___ BLOC DE TEXTE

Pour identifier les pistes qui permettront au continent d’asseoir sa souveraineté alimentaire et de dessiner son propre modèle de développement, une vingtaine d’experts internationaux se sont succédé à la tribune autour de Damien Conaré, secrétaire général de la chaire Unesco Alimentations du monde à l’institut Agro Montpellier. Alors que la fin de la conférence s’est concentrée sur les aspects plus techniques de l’accès à la souveraineté alimentaire (flambée internationale des prix des intrants agricoles, dépendance aux importations, place de l’agroécologie…), la première table ronde a, d’emblée, permis de faire l’état des lieux et de cerner les principaux défis qui attendent le continent.

 

Avec un premier constat, optimiste, posé dès l’introduction « On peut se féliciter de voir des politiques crédibles de plus en plus nombreuses, qui prennent le virage d’une économie qui reste mondialisée, bien sûr, mais qui repose sur ses propres forces plus nettement que précédemment, observe Rémy Rioux, directeur général de l’AFD, rappelant que l’Afrique a des bases solides, puisqu’elle n’importe que 16 % des ressources alimentaires dont elle a besoin, contre 13 % en moyenne dans le monde. »

______
___ LIGNES DE DONNÉES

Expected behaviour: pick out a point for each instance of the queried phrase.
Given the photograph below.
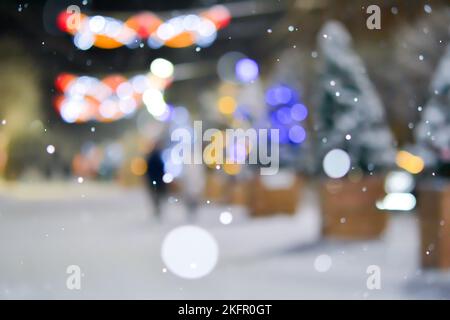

______

**CONSIGNES**
**A.** Dans le texte sur la souveraineté alimentaire de l'Afrique, qu'est-ce qui permet à Rémy Rioux d'affirmer que le continent a des bases solides ? Répondez en une à trois phrases.
**B.** Quelle fonction Damien Conaré occupe-t-il selon le texte sur la souveraineté alimentaire de l'Afrique ?
**C.** Rédigez la suite du texte sur la souveraineté alimentaire de l'Afrique, à partir de sa dernière phrase.

**RÉPONSES**
**A.** L'Afrique n'importe que 16 % des ressources alimentaires dont elle a besoin. La moyenne mondiale est de 13 %.

**B.** Il est secrétaire général de la chaire Unesco Alimentations du monde à l'institut Agro Montpellier.

**C.**
Les conférenciers se sont ainsi attachés à décrire un panorama des diètes africaines grâce auxquelles le continent maîtrise de mieux en mieux sa destinée alimentaire. C’est Nicolas Bricas, socio-économiste au Cirad, qui rappelle le premier combien, partout, « l’alimentation s’est extraordinairement diversifiée ». Pour le chercheur, l’exemple du Nigéria est éclairant : « Du point de vue de l’explosion démographique, ce pays a trente ans d’avance sur le reste de l’Afrique. Or, c’est l’un des pays les moins dépendants des importations alimentaires, car il a fait exploser sa production de racines, de tubercules, de plantains, de niébés, de maïs. » La preuve, selon Nicolas Bricas, que « plus l’indice de Berry [indicateur de la diversité alimentaire] d’un pays est élevé, plus ce pays est résilient. C’est également le cas du Cameroun et d’autres », précise-t-il.

Diversification alimentaire insuffisante

Depuis les années 1980, la production alimentaire par habitant a rapidement augmenté sur le continent, dépassant même le seuil préconisé par la FAO (2 500 kilocalories par personne et par jour) en Afrique de l’Ouest et en Afrique centrale. C’est ainsi que depuis peu la question des apports caloriques a cédé le pas, parfois, aux enjeux de qualité nutritionnelle. « Faute d’une diversification alimentaire suffisante, on voit désormais apparaître de l’obésité, comme à Bamako, où 22 % de la population est concernée », alerte Nicolas Bricas.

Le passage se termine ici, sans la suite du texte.